TASK INPUTS:
= Beginning of Section =

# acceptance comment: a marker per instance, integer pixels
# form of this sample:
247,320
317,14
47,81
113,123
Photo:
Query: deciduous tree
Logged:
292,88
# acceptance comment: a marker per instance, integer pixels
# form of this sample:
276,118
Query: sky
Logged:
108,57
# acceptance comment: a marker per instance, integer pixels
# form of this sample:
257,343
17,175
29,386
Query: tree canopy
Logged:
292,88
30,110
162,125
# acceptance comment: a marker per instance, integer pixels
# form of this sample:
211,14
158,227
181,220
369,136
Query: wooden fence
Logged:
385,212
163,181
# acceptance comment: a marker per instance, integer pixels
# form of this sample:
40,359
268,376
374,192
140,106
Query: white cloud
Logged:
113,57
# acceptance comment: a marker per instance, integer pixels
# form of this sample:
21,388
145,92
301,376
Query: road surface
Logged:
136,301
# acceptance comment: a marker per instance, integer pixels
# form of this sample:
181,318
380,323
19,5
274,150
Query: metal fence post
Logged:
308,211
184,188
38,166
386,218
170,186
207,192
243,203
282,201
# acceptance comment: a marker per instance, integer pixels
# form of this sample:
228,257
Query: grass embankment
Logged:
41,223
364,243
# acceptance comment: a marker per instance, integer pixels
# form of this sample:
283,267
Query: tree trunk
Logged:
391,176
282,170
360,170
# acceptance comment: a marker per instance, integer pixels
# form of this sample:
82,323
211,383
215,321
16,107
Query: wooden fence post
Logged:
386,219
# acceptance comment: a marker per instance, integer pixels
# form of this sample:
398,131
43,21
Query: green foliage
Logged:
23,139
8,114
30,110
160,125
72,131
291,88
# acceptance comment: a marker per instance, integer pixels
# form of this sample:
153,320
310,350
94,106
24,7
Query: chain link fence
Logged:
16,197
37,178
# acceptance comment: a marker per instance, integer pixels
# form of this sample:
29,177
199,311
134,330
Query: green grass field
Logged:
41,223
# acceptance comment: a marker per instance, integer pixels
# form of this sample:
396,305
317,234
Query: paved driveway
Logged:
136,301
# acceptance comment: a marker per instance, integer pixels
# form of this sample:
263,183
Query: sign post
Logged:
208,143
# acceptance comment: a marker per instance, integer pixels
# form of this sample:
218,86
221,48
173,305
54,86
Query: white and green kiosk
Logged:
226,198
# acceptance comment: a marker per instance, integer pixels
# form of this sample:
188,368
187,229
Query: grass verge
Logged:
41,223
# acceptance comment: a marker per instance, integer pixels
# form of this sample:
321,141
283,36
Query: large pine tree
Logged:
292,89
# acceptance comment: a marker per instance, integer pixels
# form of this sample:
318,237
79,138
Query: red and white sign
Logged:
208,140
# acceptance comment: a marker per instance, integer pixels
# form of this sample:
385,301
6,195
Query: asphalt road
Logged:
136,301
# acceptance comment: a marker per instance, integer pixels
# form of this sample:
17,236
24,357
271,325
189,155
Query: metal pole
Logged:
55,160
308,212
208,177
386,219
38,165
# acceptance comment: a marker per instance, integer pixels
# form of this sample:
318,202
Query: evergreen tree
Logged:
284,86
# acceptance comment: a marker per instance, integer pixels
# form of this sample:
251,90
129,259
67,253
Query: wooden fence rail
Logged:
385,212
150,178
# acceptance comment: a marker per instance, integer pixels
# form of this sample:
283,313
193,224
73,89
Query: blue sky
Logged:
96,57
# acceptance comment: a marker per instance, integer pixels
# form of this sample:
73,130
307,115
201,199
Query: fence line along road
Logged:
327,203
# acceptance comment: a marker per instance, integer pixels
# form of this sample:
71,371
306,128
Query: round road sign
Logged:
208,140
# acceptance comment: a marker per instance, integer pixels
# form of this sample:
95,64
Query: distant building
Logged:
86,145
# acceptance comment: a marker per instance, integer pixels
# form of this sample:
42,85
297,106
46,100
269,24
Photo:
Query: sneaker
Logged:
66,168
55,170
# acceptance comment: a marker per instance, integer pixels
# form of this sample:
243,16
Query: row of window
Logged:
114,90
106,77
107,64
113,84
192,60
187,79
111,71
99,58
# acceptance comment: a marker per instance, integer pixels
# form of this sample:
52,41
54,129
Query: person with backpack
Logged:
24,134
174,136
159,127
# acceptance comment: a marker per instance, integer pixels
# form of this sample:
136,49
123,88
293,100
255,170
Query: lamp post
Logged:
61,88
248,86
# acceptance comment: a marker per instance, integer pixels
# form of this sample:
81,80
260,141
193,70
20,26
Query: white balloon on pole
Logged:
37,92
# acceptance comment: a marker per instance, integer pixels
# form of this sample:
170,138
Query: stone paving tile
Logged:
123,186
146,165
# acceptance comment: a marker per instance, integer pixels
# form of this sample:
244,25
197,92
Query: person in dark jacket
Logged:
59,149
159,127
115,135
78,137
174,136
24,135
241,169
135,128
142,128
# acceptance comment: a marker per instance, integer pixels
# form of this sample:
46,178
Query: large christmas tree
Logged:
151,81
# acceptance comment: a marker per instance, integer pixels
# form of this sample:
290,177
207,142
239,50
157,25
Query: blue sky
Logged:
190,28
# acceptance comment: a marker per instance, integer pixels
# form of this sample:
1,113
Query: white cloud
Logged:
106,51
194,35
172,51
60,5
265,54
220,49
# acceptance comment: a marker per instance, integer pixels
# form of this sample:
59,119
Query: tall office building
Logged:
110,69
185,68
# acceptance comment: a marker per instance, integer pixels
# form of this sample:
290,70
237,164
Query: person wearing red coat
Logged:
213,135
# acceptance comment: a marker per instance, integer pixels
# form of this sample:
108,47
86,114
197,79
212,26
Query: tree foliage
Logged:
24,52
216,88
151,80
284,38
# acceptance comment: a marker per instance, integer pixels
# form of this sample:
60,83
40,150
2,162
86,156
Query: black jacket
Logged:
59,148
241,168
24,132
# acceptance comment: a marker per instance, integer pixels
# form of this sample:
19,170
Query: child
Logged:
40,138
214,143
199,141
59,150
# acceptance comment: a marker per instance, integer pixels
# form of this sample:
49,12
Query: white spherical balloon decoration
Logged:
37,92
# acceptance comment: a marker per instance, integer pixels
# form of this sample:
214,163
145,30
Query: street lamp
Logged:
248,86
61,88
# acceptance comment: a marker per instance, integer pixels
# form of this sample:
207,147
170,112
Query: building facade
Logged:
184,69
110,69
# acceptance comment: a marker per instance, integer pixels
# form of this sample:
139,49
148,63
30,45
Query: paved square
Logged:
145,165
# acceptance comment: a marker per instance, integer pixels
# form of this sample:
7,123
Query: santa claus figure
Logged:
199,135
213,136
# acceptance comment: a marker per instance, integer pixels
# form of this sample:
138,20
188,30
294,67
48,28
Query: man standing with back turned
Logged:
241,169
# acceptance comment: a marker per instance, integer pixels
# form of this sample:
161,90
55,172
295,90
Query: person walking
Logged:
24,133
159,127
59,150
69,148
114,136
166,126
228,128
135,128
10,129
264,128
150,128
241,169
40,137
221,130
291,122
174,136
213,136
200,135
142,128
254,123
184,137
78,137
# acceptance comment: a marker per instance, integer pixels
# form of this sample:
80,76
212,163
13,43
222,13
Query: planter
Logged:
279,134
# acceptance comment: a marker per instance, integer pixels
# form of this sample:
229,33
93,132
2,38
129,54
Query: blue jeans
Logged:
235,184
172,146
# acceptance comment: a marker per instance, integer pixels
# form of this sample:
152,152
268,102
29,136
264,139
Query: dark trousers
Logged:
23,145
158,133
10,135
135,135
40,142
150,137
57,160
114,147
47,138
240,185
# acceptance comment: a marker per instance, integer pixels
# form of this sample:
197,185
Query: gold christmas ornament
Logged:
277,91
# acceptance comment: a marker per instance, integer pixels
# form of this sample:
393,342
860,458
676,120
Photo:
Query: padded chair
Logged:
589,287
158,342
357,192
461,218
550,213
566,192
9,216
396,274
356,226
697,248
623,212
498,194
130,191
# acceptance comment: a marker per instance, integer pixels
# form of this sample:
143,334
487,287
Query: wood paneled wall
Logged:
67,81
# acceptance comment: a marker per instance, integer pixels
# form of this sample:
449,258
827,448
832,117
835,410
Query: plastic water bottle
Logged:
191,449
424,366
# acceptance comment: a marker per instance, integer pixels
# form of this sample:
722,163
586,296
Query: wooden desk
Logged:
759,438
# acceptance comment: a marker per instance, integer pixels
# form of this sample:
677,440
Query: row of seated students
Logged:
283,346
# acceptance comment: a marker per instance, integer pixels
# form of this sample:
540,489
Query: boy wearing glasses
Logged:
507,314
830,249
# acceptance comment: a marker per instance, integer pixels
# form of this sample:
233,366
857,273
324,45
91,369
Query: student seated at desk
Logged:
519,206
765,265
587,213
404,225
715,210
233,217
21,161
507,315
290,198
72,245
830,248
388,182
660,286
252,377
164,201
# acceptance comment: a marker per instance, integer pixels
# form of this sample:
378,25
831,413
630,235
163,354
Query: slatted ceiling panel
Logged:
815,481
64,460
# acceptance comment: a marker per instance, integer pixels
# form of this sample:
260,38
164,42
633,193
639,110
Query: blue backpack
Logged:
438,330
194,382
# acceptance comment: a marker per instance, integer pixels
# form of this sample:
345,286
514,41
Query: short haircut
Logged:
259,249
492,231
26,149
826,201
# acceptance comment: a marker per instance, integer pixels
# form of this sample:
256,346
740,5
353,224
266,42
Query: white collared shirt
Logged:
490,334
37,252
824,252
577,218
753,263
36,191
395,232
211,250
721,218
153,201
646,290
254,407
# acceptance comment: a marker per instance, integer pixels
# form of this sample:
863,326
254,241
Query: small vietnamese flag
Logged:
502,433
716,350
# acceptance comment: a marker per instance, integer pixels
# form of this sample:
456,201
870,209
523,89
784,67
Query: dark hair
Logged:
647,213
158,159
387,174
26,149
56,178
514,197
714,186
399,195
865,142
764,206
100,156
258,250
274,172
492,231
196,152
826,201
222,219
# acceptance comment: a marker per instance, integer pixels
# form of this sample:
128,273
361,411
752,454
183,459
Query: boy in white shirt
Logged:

= End of Section =

WHAT NEEDS TO BE DONE: Go through the data above and return each line containing the string "foliage".

RESULT FOR THIS EXERCISE:
Query: green foliage
Query: tree foliage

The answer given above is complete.